■ Assigned task
Reproduce the material that follows, keeping every line exactly as it is.

+ + + + +

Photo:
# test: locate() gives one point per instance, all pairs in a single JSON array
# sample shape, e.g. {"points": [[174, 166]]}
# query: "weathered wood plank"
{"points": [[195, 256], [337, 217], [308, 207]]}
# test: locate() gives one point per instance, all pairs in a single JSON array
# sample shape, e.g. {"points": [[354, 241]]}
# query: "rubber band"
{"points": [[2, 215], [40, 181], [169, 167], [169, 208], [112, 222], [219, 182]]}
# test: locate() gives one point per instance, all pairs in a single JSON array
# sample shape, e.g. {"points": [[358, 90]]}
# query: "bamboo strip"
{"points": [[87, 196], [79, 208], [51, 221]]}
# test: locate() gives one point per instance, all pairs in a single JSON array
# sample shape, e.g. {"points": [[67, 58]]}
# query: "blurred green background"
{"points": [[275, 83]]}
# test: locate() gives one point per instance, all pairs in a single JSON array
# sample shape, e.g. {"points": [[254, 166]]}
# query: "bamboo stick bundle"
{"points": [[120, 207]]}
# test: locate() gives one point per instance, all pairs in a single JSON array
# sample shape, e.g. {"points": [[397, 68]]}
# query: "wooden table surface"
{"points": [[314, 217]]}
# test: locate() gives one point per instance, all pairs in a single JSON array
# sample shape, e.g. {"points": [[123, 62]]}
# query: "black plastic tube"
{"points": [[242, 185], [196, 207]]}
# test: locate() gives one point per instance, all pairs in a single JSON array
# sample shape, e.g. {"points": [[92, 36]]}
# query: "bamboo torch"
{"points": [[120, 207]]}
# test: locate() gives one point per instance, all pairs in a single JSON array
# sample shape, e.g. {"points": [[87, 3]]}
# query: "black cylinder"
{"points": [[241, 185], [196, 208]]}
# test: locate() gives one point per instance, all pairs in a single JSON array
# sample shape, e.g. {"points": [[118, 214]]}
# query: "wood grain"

+ + + + +

■ Task output
Photo:
# test: locate() gives one point per instance, all pairs in a single JSON array
# sample shape, e.g. {"points": [[174, 166]]}
# query: "weathered wood plank"
{"points": [[195, 256], [337, 217], [308, 207]]}
# test: locate() gives one point per instance, all pairs in a single JSON array
# sample shape, e.g. {"points": [[354, 241]]}
# query: "rubber band"
{"points": [[2, 215], [40, 181], [169, 167], [169, 208], [112, 222], [219, 182]]}
# test: locate() gives one point per instance, all pairs in a single JSON array
# sample shape, e.g. {"points": [[358, 90]]}
# query: "bamboo strip"
{"points": [[87, 196], [79, 208], [51, 221]]}
# test: locate() gives one point per instance, all pairs in a single JSON array
# sample shape, e.g. {"points": [[67, 58]]}
# query: "blurred green background"
{"points": [[275, 83]]}
# test: locate() gives one point per instance, all pairs in a single JSON array
# sample shape, e.g. {"points": [[254, 166]]}
# query: "bamboo stick bundle"
{"points": [[120, 207]]}
# test: locate() gives one point per instance, all pairs in a single JSON array
# sample shape, e.g. {"points": [[397, 68]]}
# query: "wooden table surface"
{"points": [[314, 217]]}
# test: locate() gives one point per instance, all pairs in a single JSON array
# sample shape, e.g. {"points": [[123, 62]]}
# query: "black plastic tube"
{"points": [[242, 185], [196, 207]]}
# test: locate() gives one point per instance, all pairs in a single JSON array
# sample shape, e.g. {"points": [[92, 36]]}
# query: "bamboo torch"
{"points": [[120, 207]]}
# test: locate() gives one point per instance, all pairs in a single JSON array
# sample shape, e.g. {"points": [[87, 3]]}
# query: "black cylinder"
{"points": [[241, 185], [196, 208]]}
# test: locate() gives one point per instance, all pairs in a single JSON array
# sample shape, e.g. {"points": [[118, 214]]}
# query: "wood grain"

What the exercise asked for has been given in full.